**Given text**
- Birth name: Richard Durant Cary
- Born: July 10, 1916 Hartford, Connecticut, U.S.
- Died: April 6, 1994 (aged 77) Glendale, California, U.S.
- Genres: Jazz, swing, dixieland
- Occupation(s): Musician, composer, arranger
- Instrument(s): Trumpet, piano
- Years active: 1940s–1980s

= Dick Cary =

American jazz trumpeter, pianist, and composer

Richard Durant Cary (July 10, 1916 – April 6, 1994) was an American jazz trumpeter, composer and arranger.

He was born in Hartford, Connecticut, United States. Cary earned a bachelor's degree in music from Wesleyan University in 1938 and started working in Connecticut and New York. He landed full-time solo work at Nick's in Greenwich Village in New York City in 1941 (through 1943) and played with Joe Marsala in 1942. In 1943, he also worked as a staff arranger for Benny Goodman and played with the Casa Loma Orchestra and Brad Gowans. During a stint in the Army in 1944-46 stationed on Long Island, he managed to continue recording with Muggsy Spanier and Wild Bill Davison among others. After his discharge he worked with Billy Butterfield, then was pianist in the initial formation of Louis Armstrong's All-Stars in 1947–48. In 1949–50 he was in Jimmy Dorsey's orchestra, and in the 1950s worked with Eddie Condon, Pee Wee Russell, Max Kaminsky, Bud Freeman, Jimmy McPartland, and starting in 1957 a long-term collaboration with Bobby Hackett at the Henry Hudson Hotel in New York.

When that engagement ended in 1959 he moved to Los Angeles, where he became an active freelance, touring, and studio musician. He also began writing and arranging music for the Tuesday Night Friends, who convened at his home every Tuesday for decades, a tradition that continued following his death. The band was rarely heard by the public except for annual appearances at the Los Angeles Classic Jazz Festival and Sacramento Jazz Jubilee.

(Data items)

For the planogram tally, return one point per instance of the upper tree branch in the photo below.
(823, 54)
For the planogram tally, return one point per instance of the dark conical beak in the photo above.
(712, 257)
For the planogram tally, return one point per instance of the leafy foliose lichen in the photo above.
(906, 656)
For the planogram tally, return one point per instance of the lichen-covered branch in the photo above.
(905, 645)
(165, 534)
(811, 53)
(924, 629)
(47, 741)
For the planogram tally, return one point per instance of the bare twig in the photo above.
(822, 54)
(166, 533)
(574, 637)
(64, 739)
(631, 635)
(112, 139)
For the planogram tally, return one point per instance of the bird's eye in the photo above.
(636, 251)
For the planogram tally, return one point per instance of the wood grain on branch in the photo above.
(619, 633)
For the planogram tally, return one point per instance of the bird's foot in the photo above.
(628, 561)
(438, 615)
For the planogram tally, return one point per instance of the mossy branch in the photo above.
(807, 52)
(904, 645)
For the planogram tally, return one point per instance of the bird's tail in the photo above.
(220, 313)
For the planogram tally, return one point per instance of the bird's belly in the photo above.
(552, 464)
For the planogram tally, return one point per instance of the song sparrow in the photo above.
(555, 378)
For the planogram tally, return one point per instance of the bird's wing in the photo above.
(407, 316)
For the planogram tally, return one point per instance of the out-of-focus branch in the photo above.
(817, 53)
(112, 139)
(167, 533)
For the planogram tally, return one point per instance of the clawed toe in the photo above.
---
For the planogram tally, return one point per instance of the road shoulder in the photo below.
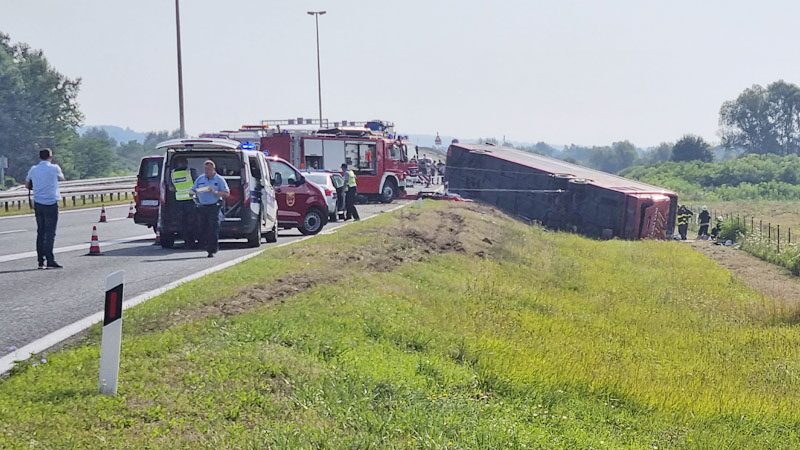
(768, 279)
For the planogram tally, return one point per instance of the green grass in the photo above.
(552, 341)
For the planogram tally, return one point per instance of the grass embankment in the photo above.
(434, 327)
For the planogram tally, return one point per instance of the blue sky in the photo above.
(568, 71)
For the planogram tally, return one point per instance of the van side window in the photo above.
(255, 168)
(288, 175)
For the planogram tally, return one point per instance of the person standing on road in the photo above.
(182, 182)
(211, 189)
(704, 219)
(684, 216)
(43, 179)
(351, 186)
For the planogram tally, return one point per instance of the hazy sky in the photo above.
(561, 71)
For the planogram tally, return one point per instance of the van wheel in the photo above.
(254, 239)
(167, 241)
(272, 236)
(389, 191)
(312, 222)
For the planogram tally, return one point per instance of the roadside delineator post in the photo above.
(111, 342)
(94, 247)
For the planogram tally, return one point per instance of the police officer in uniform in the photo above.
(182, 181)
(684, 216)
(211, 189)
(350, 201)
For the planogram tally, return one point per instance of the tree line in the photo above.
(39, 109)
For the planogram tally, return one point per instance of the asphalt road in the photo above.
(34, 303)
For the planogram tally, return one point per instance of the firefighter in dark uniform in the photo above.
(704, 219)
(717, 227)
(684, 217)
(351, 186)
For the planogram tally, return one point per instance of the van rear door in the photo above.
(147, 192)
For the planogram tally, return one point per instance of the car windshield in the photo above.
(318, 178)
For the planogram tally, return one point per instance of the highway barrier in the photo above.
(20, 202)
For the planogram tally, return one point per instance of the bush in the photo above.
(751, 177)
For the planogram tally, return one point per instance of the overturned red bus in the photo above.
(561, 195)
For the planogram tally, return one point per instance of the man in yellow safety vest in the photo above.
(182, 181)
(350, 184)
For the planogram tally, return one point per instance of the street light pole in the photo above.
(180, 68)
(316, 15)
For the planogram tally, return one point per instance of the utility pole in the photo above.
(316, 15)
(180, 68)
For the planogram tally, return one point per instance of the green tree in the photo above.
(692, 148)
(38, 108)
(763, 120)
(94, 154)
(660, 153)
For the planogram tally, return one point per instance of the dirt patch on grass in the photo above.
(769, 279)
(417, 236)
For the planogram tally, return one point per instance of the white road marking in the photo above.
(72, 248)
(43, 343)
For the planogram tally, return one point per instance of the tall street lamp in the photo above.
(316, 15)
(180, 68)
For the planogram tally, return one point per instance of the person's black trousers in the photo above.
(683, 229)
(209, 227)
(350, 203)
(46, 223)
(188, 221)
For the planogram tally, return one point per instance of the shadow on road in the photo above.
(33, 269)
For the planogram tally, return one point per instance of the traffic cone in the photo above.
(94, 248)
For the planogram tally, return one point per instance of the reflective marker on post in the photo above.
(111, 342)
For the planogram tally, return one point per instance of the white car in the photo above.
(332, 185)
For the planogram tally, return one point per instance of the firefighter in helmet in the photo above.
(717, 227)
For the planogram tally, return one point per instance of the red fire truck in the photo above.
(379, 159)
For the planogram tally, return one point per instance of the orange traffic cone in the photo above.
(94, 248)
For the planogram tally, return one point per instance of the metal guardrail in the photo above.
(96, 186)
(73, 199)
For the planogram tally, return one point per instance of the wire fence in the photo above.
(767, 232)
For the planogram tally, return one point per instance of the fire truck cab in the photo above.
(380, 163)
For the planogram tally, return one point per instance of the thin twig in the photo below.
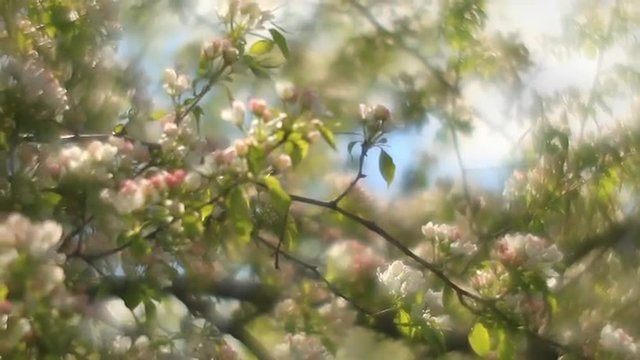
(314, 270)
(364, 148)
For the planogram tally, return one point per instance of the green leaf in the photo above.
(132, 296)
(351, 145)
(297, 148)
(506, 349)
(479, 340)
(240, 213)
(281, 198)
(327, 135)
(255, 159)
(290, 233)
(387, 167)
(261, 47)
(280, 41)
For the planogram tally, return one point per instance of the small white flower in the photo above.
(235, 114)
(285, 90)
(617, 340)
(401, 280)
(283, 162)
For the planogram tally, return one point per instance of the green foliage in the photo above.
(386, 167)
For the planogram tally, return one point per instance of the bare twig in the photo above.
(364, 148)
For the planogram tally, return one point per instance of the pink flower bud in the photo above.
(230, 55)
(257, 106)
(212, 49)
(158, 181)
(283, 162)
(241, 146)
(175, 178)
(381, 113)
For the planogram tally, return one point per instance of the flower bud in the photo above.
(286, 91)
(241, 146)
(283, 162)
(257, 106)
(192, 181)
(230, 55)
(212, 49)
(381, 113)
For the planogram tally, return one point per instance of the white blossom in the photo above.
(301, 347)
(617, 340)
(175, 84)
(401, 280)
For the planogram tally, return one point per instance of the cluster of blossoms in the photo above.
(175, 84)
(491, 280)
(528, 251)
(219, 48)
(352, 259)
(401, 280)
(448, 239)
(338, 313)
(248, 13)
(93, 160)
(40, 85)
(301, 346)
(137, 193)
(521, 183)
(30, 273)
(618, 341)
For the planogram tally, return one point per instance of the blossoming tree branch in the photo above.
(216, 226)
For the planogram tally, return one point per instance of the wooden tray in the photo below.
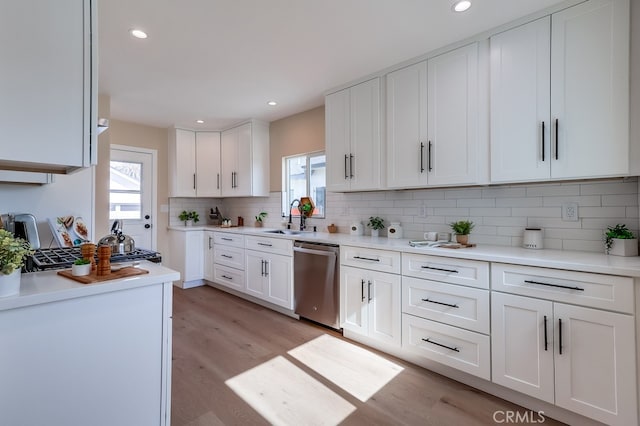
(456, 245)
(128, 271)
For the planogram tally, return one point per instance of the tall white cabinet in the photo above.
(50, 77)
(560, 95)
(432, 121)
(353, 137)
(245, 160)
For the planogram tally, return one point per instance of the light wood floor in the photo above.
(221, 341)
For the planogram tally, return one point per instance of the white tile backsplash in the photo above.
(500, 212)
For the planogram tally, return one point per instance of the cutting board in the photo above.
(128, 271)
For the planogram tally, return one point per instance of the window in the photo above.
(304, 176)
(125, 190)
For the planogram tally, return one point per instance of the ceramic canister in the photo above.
* * *
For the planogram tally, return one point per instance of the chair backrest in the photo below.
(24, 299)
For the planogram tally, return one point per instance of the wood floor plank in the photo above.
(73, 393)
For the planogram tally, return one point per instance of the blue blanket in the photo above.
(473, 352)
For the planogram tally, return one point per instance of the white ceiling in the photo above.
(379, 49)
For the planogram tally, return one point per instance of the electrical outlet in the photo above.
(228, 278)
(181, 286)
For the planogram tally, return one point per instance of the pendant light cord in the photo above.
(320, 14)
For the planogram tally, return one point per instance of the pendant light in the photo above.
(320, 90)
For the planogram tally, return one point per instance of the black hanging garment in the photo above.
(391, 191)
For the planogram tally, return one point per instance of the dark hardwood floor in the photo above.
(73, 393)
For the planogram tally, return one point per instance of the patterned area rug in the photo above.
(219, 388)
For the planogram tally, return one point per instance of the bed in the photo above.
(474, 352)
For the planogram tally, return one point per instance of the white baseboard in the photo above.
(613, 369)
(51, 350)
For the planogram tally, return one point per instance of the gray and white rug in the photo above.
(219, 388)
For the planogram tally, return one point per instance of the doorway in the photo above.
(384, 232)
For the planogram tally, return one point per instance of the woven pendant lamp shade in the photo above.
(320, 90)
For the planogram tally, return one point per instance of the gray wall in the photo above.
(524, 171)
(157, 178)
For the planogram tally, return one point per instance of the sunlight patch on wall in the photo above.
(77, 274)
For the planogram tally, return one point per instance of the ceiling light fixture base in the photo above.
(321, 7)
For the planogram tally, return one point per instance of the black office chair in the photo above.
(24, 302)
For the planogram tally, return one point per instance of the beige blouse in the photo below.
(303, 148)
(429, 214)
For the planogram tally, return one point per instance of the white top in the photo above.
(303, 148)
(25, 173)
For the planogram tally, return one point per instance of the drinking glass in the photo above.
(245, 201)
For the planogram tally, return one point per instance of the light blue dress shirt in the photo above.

**Requirement 1**
Rewrite the paragraph of the Dick Cary biography that begins "When that engagement ended in 1959" as a short bulleted list that keeps its main facts.
**Requirement 2**
Carry on the Dick Cary biography from its last sentence.

**Exercise result 1**
- In 1959, when his engagement with Bobby Hackett ended, Cary moved to Los Angeles.
- There he worked actively as a freelance, touring, and studio musician.
- He began writing and arranging music for the Tuesday Night Friends, who met at his home every Tuesday for decades; the tradition continued after his death.
- The band was rarely heard by the public, apart from yearly appearances at the Los Angeles Classic Jazz Festival and the Sacramento Jazz Jubilee.

**Exercise result 2**
In the latter days of his life some of these rehearsals were recorded, forming the basis of the posthumous release Dick Cary and His Tuesday Night Friends Playing Dick Cary Originals. The ongoing group, directed by Dick Hamilton, recorded the album Dick Cary's Tuesday Night Friends: Catching Up in 1997. Cary also provided an extended interview to Floyd Levin in 1991. His life is the subject of the bio-discography Strictly a Musician: Dick Cary by Derek Coller, published in 2012.

Dick Cary died in April 1994, in Glendale, California, at the age of 77.

==Discography==
As leader
- Dixieland Goes Progressive (Golden Crest, 1957)
- Hot and Cool (Stereo-Craft, 1958)
- Dick Cary & His Dixieland Doodlers (Columbia, 1959)
- The Amazing Dick Cary (Riff, 1975)
- California Doings (1981)
- Dick Cary & His Tuesday Night Friends (Arbors, 1996)
- Catching Up (Klavier, 1999)
- Got Swing? (Arbors, 2001)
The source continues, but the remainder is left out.